■ **CONSIGNES DE L'EXERCICE**:
1. D'après la sélection, pourquoi les Sartans décident-ils d'éclater le monde en 7 univers ? Répondez en une à trois phrases.
2. Répondez aux questions suivantes à partir de la sélection, en marquant chaque réponse comme la question correspondante :
(a) Qui sont les auteurs de la série Les Portes de la mort ?
(b) Entre combien d'univers les races autres que les Patryns sont-elles réparties ?
(c) Par quel passage Haplo visite-t-il ces univers ?

■ **SÉLECTION**:
────────────────────────────────────────

Hello peuple de la blogosphère fantasy


Quelle bonne idée de créer une petite communauté fantasy ! Hugin & Munin sont décidément très pro. Je découvre tant de blogs fort enrichissants et de nouvelles idées de lecture.
Je rejoins donc le mouvement (un peu en retard).
Et un nouveau devoir rendu ! ;-) (enfin si ça marche)

Les Portes de la mort


Suite aux conseils et à la chronique de l'excellent blog Imagine...erre d'Arutha, j'ai découvert cette série dont, il est vrai, on entend peu parler.
Longtemps laissés aux placards ( car à consommer avec modération ), les personnages on ne peut plus classique de la Fantasy : elfes, sorciers, nains ont donc à nouveau peuplé mes lectures. Cependant, le mérite de Margaret Weis et Tracy Hickman est de ne pas avoir abusé des emprunts au monde de l'héroic Fantasy. Sans se prendre trop au sérieux, ils jouent avec les codes de ce genre pour nous offrir une histoire originale, dynamique et très agréable à lire.

Il s'agit, malheureusement comme dans toute société, d'une lutte de pouvoir intestine entre deux races aux pouvoirs magiques surhumains. L'une et l'autre font figure de dieux pour les races jugées inférieures : humains, nains et elfes (les menschs). Menacés par les Patryns qui affichent leur volonté de domination, les Sartans décident d'éclater le monde en 7 univers. Les Patryns sont enfermés dans un labyrinthe censé faire office de purgatoire. Les autres races sont réparties entre 4 univers, conçus au préalable pour être interdépendants. Mais les tout-puissants Sartans vont peu à peu péricliter, rien ne va se passer comme prévu et les Patryns vont réussir à sortir de leur prison.
Nous suivons les aventures d'Haplo, un Patryn envoyé par son seigneur visiter les 4 univers à travers la Porte de la mort. Rongés par la haine contre les Sartans, leur but est de les anéantir et d'asservir les autres races. Mais très vite, cette mission va devenir un véritable voyage initiatique pour Haplo. Qui apprend le plus de ce voyage ? Lui ou les menschs ? Qui est le véritable ennemi ? Les Sartans ou la peur, la haine et les préjugés ?

────────────────────────────────────────

■ **DONNÉES BRUTES**:
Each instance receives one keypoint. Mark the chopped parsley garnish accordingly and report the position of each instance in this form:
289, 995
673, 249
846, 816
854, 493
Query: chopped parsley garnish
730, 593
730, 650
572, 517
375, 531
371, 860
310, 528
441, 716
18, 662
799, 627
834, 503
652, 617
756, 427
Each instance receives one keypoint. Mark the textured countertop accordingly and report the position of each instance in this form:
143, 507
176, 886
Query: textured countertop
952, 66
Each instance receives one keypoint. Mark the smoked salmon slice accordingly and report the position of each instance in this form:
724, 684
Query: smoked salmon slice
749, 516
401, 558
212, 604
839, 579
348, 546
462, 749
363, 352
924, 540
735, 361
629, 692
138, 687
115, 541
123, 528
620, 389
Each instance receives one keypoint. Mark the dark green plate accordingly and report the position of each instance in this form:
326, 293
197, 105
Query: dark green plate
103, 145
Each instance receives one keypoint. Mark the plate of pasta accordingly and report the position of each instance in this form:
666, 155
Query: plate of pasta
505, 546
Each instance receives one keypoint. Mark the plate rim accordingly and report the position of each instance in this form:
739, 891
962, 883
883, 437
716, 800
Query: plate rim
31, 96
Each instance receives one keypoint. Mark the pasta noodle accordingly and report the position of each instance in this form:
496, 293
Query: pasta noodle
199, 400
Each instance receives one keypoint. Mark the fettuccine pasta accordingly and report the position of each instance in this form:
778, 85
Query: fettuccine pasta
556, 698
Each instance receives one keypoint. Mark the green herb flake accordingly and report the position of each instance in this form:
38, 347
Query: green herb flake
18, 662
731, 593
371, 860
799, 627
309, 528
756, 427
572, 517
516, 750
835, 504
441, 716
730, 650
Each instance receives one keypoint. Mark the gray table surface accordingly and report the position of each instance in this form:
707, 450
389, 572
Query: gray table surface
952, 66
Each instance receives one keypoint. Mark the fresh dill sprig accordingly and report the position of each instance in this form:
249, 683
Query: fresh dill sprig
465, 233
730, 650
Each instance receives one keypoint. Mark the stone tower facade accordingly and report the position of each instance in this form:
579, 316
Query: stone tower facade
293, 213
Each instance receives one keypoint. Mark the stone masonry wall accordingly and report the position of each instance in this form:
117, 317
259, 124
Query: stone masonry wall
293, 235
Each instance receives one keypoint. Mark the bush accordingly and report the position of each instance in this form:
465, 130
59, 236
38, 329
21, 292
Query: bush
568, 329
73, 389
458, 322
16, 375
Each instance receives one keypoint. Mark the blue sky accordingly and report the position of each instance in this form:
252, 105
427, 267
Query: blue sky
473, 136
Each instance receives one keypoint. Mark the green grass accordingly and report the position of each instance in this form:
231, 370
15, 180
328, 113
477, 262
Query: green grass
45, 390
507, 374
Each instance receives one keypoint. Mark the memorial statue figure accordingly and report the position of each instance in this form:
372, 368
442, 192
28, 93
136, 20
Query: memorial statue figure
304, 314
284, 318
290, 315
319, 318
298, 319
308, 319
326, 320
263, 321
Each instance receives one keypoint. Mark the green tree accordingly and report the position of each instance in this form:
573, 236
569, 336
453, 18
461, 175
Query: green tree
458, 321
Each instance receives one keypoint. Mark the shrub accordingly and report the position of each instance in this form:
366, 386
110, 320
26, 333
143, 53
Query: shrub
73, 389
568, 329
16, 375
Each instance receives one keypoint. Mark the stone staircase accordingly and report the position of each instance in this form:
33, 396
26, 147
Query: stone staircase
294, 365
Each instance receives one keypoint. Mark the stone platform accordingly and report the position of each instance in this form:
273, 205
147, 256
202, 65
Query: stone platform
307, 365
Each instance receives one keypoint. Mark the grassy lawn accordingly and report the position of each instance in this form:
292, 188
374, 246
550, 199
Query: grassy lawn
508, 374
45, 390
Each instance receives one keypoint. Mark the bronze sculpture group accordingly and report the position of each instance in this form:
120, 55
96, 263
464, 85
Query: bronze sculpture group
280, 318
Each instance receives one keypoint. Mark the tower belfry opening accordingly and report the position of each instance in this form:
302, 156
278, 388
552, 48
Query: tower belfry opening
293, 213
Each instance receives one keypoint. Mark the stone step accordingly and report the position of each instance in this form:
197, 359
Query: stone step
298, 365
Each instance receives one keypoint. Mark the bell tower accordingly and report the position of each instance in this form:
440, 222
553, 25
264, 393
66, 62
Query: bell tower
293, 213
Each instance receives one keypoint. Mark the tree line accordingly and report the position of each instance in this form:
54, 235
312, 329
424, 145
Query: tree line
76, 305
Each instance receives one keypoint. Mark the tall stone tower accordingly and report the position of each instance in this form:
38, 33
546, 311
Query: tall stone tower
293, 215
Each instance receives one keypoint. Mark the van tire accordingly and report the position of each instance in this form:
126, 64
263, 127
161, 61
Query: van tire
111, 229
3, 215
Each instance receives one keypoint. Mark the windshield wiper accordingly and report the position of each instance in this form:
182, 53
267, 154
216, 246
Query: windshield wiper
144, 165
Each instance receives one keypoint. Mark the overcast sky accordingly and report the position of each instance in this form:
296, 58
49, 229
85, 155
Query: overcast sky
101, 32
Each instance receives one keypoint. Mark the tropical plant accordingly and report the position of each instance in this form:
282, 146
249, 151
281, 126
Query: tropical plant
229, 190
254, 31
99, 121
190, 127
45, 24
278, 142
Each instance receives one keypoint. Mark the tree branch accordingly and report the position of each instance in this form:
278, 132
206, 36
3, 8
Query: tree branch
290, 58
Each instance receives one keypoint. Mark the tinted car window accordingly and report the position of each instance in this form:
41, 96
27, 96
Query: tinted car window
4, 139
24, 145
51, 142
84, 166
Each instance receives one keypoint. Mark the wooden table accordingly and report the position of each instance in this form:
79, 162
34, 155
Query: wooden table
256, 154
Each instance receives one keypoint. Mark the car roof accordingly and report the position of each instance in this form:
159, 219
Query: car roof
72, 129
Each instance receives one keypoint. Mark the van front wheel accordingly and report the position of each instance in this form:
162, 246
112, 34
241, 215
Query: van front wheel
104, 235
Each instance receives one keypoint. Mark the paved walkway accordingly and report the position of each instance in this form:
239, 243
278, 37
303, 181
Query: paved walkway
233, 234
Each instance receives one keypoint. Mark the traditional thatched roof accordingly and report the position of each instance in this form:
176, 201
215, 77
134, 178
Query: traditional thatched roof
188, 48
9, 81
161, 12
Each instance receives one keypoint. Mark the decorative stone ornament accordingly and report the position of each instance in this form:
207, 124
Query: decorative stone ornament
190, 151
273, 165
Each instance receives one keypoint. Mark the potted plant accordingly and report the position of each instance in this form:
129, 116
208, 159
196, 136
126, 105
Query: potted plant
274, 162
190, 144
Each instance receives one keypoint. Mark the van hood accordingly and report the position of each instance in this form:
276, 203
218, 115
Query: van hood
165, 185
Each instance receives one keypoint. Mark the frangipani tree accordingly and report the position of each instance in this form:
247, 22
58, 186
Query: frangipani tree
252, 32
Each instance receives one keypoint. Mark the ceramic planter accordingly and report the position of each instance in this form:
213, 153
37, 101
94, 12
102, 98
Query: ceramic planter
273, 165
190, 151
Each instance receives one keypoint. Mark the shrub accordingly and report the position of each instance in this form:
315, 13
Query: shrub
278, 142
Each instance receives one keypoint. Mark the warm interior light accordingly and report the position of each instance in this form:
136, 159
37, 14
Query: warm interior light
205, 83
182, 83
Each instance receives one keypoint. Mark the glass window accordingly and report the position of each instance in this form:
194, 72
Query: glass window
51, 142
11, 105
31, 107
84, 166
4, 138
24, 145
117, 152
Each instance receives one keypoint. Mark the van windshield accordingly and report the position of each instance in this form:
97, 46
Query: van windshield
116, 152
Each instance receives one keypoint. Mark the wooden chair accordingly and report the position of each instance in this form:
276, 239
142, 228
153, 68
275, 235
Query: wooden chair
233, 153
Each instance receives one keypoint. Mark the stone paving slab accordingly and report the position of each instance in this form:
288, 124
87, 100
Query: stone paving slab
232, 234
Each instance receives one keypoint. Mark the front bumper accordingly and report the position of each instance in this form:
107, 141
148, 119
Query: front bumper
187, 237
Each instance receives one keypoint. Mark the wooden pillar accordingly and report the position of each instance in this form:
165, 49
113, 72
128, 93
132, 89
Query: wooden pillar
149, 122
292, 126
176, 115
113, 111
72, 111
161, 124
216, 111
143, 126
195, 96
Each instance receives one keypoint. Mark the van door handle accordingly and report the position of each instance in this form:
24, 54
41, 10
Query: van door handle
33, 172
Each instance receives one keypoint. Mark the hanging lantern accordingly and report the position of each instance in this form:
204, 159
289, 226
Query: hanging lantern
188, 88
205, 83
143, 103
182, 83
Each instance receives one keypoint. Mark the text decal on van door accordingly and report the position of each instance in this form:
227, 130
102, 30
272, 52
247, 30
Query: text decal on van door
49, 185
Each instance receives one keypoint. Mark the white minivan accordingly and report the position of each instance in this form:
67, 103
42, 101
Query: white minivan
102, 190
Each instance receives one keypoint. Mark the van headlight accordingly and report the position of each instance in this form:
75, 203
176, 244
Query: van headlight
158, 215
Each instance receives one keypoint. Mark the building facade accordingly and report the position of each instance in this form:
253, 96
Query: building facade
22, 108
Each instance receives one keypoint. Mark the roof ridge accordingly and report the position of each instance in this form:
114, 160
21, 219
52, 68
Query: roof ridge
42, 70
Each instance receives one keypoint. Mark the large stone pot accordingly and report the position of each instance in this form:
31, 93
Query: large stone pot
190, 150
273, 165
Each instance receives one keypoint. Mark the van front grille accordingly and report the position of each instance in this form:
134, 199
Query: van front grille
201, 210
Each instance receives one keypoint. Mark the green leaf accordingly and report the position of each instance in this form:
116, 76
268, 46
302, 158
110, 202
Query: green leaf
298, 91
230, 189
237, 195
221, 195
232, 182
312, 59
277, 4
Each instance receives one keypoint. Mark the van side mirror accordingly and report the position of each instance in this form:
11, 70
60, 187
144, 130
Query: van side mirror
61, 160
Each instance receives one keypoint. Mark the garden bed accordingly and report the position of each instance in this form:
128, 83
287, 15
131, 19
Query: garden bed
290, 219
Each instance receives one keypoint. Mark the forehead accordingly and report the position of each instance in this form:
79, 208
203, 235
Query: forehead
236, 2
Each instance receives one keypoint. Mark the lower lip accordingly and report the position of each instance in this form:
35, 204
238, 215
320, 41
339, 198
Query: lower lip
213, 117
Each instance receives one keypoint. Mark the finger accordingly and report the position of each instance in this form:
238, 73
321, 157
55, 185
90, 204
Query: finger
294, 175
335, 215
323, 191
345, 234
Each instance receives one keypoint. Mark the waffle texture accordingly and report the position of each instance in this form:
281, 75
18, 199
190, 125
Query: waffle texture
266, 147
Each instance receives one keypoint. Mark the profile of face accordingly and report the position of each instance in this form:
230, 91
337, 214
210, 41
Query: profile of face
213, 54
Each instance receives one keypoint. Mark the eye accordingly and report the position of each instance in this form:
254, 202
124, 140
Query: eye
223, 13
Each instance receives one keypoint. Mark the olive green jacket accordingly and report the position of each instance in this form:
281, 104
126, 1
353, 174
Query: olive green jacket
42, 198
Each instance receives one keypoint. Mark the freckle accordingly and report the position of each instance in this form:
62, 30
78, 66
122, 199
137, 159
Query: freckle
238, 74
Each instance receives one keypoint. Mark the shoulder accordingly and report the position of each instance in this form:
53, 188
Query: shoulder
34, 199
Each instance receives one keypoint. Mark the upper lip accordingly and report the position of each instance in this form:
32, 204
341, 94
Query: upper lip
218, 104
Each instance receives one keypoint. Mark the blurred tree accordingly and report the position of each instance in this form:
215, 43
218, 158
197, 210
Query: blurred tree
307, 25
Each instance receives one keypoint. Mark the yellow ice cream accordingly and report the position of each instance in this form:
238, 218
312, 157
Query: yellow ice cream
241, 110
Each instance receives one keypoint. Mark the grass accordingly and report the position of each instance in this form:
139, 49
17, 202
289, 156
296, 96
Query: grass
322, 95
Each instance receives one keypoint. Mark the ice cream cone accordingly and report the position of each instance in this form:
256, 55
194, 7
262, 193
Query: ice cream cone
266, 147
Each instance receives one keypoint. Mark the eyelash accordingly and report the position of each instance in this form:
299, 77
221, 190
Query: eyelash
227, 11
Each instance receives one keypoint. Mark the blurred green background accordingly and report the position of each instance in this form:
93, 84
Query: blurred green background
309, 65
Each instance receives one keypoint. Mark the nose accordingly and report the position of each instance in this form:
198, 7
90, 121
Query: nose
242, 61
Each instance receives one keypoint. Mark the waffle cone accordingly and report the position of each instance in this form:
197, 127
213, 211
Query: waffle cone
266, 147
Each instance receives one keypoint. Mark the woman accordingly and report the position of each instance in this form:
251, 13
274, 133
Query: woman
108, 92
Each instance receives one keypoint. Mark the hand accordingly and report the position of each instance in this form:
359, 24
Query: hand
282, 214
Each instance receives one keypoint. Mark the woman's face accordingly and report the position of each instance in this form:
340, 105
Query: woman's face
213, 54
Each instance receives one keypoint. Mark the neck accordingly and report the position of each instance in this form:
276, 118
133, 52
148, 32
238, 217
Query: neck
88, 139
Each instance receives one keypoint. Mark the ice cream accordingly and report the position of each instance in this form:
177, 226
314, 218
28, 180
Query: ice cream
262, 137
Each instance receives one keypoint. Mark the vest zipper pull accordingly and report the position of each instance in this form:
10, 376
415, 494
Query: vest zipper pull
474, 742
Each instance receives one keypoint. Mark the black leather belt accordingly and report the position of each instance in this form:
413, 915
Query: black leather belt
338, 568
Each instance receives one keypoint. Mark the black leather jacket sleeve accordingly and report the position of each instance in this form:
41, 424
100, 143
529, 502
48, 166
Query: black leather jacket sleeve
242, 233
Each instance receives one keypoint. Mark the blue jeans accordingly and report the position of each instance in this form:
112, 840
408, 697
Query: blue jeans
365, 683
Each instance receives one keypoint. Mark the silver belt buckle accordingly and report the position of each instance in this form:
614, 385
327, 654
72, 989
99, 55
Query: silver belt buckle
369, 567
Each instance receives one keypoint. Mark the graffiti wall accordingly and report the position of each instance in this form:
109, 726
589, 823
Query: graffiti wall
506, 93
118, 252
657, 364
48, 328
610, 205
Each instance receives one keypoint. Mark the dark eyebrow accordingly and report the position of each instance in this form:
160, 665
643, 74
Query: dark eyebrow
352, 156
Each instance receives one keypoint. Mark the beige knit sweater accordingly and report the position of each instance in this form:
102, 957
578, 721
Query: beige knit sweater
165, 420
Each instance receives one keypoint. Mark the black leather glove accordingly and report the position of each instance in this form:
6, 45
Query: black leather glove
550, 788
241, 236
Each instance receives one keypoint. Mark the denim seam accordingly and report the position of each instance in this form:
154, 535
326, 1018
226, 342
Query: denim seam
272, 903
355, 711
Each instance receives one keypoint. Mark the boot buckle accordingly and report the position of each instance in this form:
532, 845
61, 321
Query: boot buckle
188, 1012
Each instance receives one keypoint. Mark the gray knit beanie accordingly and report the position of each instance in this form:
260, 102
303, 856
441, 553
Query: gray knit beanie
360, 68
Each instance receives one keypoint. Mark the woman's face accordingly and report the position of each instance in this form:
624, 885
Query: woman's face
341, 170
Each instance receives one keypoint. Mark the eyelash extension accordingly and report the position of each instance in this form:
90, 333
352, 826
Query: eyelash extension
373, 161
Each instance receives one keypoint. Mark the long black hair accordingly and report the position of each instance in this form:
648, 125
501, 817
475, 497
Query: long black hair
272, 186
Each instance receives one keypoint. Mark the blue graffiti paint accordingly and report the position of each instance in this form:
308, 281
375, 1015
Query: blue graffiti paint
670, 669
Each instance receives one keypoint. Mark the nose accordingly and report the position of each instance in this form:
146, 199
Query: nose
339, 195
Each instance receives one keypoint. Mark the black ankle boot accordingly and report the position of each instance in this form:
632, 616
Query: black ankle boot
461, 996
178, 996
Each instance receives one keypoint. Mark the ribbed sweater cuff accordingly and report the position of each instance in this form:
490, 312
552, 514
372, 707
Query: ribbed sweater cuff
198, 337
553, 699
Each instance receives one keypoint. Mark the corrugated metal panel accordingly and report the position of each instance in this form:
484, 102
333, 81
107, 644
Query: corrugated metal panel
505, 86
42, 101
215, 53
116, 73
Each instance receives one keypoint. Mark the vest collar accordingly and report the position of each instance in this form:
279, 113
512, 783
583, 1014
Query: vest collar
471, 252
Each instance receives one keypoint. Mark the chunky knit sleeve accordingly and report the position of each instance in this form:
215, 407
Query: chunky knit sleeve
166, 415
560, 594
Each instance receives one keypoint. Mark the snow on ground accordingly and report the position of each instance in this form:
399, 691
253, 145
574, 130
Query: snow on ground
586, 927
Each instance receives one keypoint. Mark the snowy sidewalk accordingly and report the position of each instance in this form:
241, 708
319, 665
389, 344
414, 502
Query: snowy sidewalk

────────────────────────────────────────

■ **RÉPONSES PAR CONSIGNE**:
1. Les Sartans décident d'éclater le monde en 7 univers parce qu'ils sont menacés par les Patryns, qui affichent leur volonté de domination.

2.
(a) Margaret Weis et Tracy Hickman.
(b) Entre 4 univers.
(c) Par la Porte de la mort.